━━━ TEXTO DE APOIO ━━━

O criminoso deve ter a certeza da punição. O direito à liberdade e a vida não deve servir de palco de oportunistas de plantão, narcisistas, vaidosos e sanguessugas de ocasião. Proteger a vida e dignidade das mulheres e do produto da concepção é dever inarredável e inexorável de toda a coletividade. Por derradeiro, tem-se que o modelo atual de repressão ao crime de aborto atende aos anseios sociais. O aborto necessário ou terapêutico, bem assim, o aborto sentimental ou humanitário, neste caso, com a sólida implantação de um Programa de acolhimento humanizado a mulher, respeitando a sua particular condição, é medida que se impõe em favor da vida e dignidade da mulher. Destarte, advoga-se a majoração da pena para 30 anos de reclusão para estupradores, permanência do atual modelo normativo e enfrentamento ao crime de aborto.

━━━ DADOS REGISTRADOS ━━━

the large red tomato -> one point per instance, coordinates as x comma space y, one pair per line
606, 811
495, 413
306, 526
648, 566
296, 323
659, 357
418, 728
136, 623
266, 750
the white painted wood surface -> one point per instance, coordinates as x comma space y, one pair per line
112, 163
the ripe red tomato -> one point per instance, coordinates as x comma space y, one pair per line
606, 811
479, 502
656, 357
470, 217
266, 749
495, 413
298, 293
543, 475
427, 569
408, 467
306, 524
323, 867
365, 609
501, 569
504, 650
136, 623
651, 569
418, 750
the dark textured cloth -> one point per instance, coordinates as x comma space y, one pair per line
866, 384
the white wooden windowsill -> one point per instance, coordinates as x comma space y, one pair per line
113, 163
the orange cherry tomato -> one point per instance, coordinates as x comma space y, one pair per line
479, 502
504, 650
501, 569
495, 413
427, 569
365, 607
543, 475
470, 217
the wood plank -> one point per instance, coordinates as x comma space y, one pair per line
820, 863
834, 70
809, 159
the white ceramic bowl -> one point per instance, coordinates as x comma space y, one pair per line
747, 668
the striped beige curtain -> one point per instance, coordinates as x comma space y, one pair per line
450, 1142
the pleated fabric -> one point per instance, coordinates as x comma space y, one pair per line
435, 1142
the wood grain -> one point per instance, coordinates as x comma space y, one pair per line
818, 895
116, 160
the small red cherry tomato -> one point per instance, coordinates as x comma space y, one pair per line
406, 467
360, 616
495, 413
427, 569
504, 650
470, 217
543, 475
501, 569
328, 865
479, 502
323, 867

━━━

ENUNCIADO:
Reescreva o texto de apoio desde "O criminoso deve" até "crime de aborto.", inclusive, e troque "sanguessugas" por "aproveitadores".

RESPOSTA ESPERADA:
O criminoso deve ter a certeza da punição. O direito à liberdade e a vida não deve servir de palco de oportunistas de plantão, narcisistas, vaidosos e aproveitadores de ocasião. Proteger a vida e dignidade das mulheres e do produto da concepção é dever inarredável e inexorável de toda a coletividade. Por derradeiro, tem-se que o modelo atual de repressão ao crime de aborto atende aos anseios sociais. O aborto necessário ou terapêutico, bem assim, o aborto sentimental ou humanitário, neste caso, com a sólida implantação de um Programa de acolhimento humanizado a mulher, respeitando a sua particular condição, é medida que se impõe em favor da vida e dignidade da mulher. Destarte, advoga-se a majoração da pena para 30 anos de reclusão para estupradores, permanência do atual modelo normativo e enfrentamento ao crime de aborto.